■ Brief ■
Repeat every one of the rows below verbatim, keeping each line and character unchanged.

+++ Excerpted data +++

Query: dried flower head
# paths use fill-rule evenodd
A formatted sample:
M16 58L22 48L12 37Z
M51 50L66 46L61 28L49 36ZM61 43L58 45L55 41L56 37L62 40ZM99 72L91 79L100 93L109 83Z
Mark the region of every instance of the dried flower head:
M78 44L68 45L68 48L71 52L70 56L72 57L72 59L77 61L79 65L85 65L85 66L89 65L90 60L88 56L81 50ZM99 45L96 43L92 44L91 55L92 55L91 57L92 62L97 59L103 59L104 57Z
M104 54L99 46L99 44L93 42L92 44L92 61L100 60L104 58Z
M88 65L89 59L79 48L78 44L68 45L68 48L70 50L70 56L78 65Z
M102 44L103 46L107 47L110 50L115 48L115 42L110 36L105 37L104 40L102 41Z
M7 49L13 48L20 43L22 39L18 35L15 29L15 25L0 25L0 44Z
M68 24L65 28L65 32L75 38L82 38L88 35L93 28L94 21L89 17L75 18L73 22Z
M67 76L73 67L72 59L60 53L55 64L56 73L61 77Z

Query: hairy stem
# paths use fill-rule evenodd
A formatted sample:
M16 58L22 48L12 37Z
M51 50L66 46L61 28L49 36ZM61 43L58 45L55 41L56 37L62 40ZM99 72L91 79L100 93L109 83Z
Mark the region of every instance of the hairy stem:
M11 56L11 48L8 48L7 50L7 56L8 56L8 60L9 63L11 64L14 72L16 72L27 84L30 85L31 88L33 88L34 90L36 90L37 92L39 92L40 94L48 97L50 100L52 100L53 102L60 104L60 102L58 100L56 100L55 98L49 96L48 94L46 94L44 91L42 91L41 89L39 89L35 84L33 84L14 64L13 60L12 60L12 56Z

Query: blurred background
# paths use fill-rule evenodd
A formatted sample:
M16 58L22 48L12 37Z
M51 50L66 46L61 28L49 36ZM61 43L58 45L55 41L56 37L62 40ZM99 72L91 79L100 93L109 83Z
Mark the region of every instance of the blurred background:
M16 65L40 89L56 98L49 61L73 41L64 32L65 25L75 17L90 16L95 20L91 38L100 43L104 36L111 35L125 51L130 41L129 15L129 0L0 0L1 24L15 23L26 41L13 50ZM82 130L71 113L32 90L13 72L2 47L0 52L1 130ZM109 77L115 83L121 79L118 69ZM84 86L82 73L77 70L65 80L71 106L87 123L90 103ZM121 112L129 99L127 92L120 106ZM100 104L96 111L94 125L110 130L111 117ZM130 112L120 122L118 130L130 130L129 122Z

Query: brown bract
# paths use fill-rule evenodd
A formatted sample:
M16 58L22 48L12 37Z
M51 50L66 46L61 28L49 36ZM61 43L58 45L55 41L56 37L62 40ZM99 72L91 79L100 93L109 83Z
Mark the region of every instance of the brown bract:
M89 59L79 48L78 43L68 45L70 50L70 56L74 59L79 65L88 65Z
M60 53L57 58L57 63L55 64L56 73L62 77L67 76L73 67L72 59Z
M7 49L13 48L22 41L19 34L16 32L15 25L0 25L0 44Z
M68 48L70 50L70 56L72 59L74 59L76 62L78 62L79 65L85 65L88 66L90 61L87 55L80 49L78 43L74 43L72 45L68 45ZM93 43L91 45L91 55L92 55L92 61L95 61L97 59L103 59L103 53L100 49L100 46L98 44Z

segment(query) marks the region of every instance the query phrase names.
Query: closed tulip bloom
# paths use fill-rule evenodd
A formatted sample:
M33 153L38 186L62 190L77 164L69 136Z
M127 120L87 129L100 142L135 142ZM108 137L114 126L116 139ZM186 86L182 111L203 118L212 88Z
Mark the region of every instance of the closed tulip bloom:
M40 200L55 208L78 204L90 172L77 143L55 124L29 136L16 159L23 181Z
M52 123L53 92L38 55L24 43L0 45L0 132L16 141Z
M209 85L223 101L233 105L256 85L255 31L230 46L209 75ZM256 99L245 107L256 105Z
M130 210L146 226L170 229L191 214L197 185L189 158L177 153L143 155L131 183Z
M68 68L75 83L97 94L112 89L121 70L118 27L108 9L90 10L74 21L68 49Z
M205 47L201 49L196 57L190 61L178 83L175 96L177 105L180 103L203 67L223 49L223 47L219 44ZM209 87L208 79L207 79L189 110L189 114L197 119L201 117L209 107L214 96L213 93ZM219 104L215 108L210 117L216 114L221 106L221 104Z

+++

■ Completed task ■
Query: dried flower head
# paths use fill-rule evenodd
A formatted sample:
M16 58L22 48L12 37Z
M51 50L66 46L61 28L49 36ZM61 43L58 45L55 41L56 37L62 40ZM99 72L91 79L100 93L109 83Z
Mark the region of every instance of the dried flower head:
M78 44L68 45L68 48L71 52L70 56L72 57L72 59L77 61L79 65L85 65L85 66L89 65L90 60L88 56L81 50ZM99 45L96 43L92 44L91 55L92 55L91 57L92 62L97 59L103 59L104 57Z
M104 54L99 46L99 44L93 42L92 44L92 61L100 60L104 58Z
M88 65L89 59L79 48L78 44L68 45L68 48L70 50L70 56L78 65Z
M102 44L103 46L107 47L110 50L115 48L115 42L110 36L105 37L104 40L102 41Z
M7 49L13 48L20 43L22 39L18 35L15 29L15 25L0 25L0 44Z
M68 24L65 28L65 32L75 38L82 38L88 35L93 28L94 21L89 17L75 18L73 22Z
M67 76L73 67L72 59L60 53L55 64L56 73L61 77Z

Query: hairy stem
# paths use fill-rule evenodd
A formatted sample:
M16 58L22 48L12 37Z
M51 50L66 46L61 28L49 36ZM61 43L58 45L55 41L56 37L62 40ZM99 72L91 79L100 93L109 83Z
Mark the region of every instance of the hairy stem:
M11 56L11 48L8 48L7 50L7 56L8 56L8 60L9 63L11 64L14 72L16 72L27 84L30 85L31 88L33 88L34 90L36 90L37 92L39 92L40 94L48 97L50 100L52 100L53 102L60 104L60 102L58 100L56 100L55 98L49 96L48 94L46 94L44 91L42 91L41 89L39 89L35 84L33 84L14 64L13 60L12 60L12 56Z

Query: blurred background
# paths use fill-rule evenodd
A formatted sample:
M16 58L22 48L12 37Z
M51 50L66 46L61 28L49 36ZM61 43L58 45L55 41L56 37L62 40ZM99 72L91 79L100 93L109 83Z
Mark the region of every instance of the blurred background:
M16 65L40 89L56 98L49 61L73 41L64 32L65 25L75 17L90 16L95 20L91 38L100 43L104 36L111 35L125 51L130 41L129 15L129 0L0 0L1 24L15 23L26 41L13 50ZM82 130L71 113L32 90L13 72L2 47L0 52L1 130ZM109 77L115 83L121 79L118 69ZM84 86L82 73L77 70L65 80L71 106L87 123L90 103ZM121 112L129 99L127 92L120 106ZM100 104L96 111L94 125L110 130L111 117ZM130 112L120 122L118 130L130 130L129 122Z

Query: brown bract
# paths use fill-rule evenodd
A formatted sample:
M16 58L22 48L12 37Z
M51 50L66 46L61 28L49 36ZM61 43L58 45L55 41L56 37L62 40ZM99 72L91 79L100 93L109 83Z
Mark the region of every instance of the brown bract:
M89 59L79 48L78 43L68 45L70 50L70 56L74 59L79 65L88 65Z
M60 53L57 58L57 63L55 64L56 73L62 77L67 76L73 67L72 59Z
M7 49L13 48L22 41L19 34L16 32L15 25L0 25L0 44Z
M68 48L70 50L70 56L72 59L74 59L76 62L78 62L79 65L85 65L88 66L90 61L87 55L80 49L78 43L74 43L72 45L68 45ZM93 43L91 45L91 55L92 55L92 61L95 61L97 59L103 59L103 53L100 49L100 46L98 44Z

segment(query) marks the region of every instance the query phrase names.
Query: closed tulip bloom
# paths use fill-rule evenodd
A formatted sample:
M33 153L38 186L62 190L77 164L69 136Z
M127 120L87 129L100 142L135 142ZM108 137L114 126L116 139ZM186 86L182 111L203 118L212 88Z
Mark the region of every instance of the closed tulip bloom:
M40 200L55 208L78 204L90 172L77 143L55 124L29 136L16 159L23 181Z
M52 123L53 92L38 55L24 43L0 45L0 132L16 141Z
M209 85L223 101L233 105L256 85L255 31L230 46L209 75ZM256 99L245 107L256 105Z
M130 210L146 226L170 229L191 214L197 185L189 158L177 153L143 155L131 183Z
M68 68L75 83L97 94L112 89L121 70L118 27L108 9L90 10L74 21L68 49Z
M205 47L201 49L196 57L190 61L178 83L175 96L177 105L180 103L203 67L223 49L223 47L219 44ZM209 87L208 79L207 79L189 110L189 114L197 119L201 117L209 107L214 96L213 93ZM219 104L215 108L210 117L216 114L221 106L221 104Z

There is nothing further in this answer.